GOALS ->
- A) Turn the paragraph of the HOG lab text beginning "Now that we understand HOG features" into a short bulleted list that keeps its main facts.
- B) Swap "vscode" for "VS Code" in the part of the HOG lab text that opens with the words containing "Create a package" and closes with "it on Gradescope.", and write that part out again.

PASSAGE SHOWN ->
+ + + + + + +

Comparing each individual pixel of this training image with another test image would not only be time consuming, but it would also be highly subject to noise. As previously mentioned, the HOG feature will consider a block of pixels. The size of this block is variable and will naturally impact both accuracy and speed of execution for the algorithm. Once the block size is determined, the gradient for each pixel within the block is computed. Once the gradients are computed for a block, the entire cell can then be represented by this histogram. Not only does this reduce the amount of data to compare with a test image, but it also reduces the impacts of noise in the image and measurements.

Now that we understand HOG features, let’s leverage OpenCV and Dlib to build a stop sign detector. First, we need to download a repository containing pre-made test and training data. Keep in mind that we won’t evaluate the algorithm’s effectiveness using the training data—it’s expected to perform well there. Instead, our goal is to use a diverse test set to develop a detector robust enough to recognize stop signs in new images.

🌱 Pre-Lab: ROS2 Client Libraries#

Create a package named lab10_cv with the BSD-3-Clause license and dependencies:
- rclpy
- cv_bridge
- sensor_msgs
- std_msgs
- opencv2
Hint: There’s a way to include all dependencies at the time of package creation.
Download the lab10_prelab.tar.xz. Extract the files and move them to ~/master_ws/src/ece387_ws/lab10_cv/test.
Open the Jupyter Notebook file, lab10_prelab.ipynb with vscode.
Click Select Kernel in the top right corner, choose Python Environments, and select /usr/bin/python3.
As you read through the notebook, run the python code by clicking the arrow button in the top left corner.
If the following message pops up, choose Install
Take a screenshot of the gradient image and submit it on Gradescope.

🧪 Lab Instructions: Object Detection Using HOG and ROS#

In this lab, you’ll build a stop sign detector using HOG (Histogram of Oriented Gradients) features, test it, and integrate it with a ROS-based camera system.

1. Build a Detector Using HOG Features#

Open a terminal and download the demo repository:

cd ~/master_ws/src
git clone git@github.com:ECE495/HOG_Demo.git
cd HOG_Demo

Inside the repo, you’ll find folders for training and test images. We’ll use a tool called imglab to annotate the training images.
Go to imglab in your browser.

+ + + + + + +

Point-based annotation data:
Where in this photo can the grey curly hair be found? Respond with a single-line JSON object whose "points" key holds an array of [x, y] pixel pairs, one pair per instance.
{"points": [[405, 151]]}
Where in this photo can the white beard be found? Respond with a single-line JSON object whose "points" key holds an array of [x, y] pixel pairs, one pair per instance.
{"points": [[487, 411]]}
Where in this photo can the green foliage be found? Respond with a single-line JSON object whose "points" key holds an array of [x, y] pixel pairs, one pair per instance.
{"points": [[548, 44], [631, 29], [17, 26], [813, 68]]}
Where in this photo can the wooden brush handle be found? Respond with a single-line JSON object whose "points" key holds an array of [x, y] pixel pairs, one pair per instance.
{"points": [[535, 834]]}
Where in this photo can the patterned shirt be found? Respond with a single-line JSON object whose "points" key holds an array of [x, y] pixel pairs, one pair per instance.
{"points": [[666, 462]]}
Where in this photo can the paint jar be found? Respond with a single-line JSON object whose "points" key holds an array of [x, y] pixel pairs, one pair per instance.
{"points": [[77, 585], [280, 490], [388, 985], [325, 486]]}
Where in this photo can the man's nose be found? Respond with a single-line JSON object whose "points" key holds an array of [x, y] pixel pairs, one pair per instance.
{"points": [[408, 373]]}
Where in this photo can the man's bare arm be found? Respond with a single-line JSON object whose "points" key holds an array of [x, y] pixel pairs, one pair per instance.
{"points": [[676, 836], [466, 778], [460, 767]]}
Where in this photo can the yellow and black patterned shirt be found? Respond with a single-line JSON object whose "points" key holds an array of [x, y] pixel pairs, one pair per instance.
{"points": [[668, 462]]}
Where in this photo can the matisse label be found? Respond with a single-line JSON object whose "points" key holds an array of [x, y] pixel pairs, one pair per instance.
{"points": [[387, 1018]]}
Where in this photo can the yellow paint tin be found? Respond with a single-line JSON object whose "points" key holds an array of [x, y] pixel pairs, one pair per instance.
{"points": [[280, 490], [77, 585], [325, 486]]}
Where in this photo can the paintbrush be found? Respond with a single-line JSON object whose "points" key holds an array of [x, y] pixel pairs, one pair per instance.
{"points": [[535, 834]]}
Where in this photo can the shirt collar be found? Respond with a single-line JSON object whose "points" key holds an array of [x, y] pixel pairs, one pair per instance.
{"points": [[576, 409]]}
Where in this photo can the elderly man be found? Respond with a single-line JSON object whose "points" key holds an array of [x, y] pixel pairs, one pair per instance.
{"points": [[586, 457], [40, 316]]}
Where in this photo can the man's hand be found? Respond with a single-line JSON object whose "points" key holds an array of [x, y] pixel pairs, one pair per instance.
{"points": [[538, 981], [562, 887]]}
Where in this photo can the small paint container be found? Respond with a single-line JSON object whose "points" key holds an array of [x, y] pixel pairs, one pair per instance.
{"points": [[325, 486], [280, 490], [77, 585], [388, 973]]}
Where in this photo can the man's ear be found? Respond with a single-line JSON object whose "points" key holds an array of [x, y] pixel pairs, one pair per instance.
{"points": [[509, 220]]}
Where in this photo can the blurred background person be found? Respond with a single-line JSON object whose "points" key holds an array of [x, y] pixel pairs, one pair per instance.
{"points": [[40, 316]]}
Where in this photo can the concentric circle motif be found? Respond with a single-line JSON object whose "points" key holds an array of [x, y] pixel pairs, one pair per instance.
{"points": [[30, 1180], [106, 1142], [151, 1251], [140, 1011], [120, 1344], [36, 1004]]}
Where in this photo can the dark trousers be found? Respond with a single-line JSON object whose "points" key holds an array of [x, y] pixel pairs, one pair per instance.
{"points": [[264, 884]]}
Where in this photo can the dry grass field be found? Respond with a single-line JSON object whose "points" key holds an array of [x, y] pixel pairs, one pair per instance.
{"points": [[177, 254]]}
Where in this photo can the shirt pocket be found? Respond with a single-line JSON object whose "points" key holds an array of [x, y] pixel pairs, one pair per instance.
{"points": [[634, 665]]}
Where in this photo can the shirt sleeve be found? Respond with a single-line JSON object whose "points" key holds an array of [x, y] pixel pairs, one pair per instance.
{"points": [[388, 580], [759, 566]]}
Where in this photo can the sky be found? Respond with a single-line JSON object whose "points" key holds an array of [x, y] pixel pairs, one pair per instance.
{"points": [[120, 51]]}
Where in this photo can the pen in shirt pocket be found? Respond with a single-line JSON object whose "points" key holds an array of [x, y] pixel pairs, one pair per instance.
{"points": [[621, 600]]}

+ + + + + + +

TASK-BY-TASK RESULTS ->
- A)
- OpenCV and Dlib will be used to build a stop sign detector.
- The first step is downloading a repository of pre-made test and training data.
- The algorithm's effectiveness won't be judged on the training data, since it is expected to perform well there.
- A diverse test set is used instead, so the detector becomes robust enough to recognize stop signs in new images.

- B)
Create a package named lab10_cv with the BSD-3-Clause license and dependencies:
- rclpy
- cv_bridge
- sensor_msgs
- std_msgs
- opencv2
Hint: There’s a way to include all dependencies at the time of package creation.
Download the lab10_prelab.tar.xz. Extract the files and move them to ~/master_ws/src/ece387_ws/lab10_cv/test.
Open the Jupyter Notebook file, lab10_prelab.ipynb with VS Code.
Click Select Kernel in the top right corner, choose Python Environments, and select /usr/bin/python3.
As you read through the notebook, run the python code by clicking the arrow button in the top left corner.
If the following message pops up, choose Install
Take a screenshot of the gradient image and submit it on Gradescope.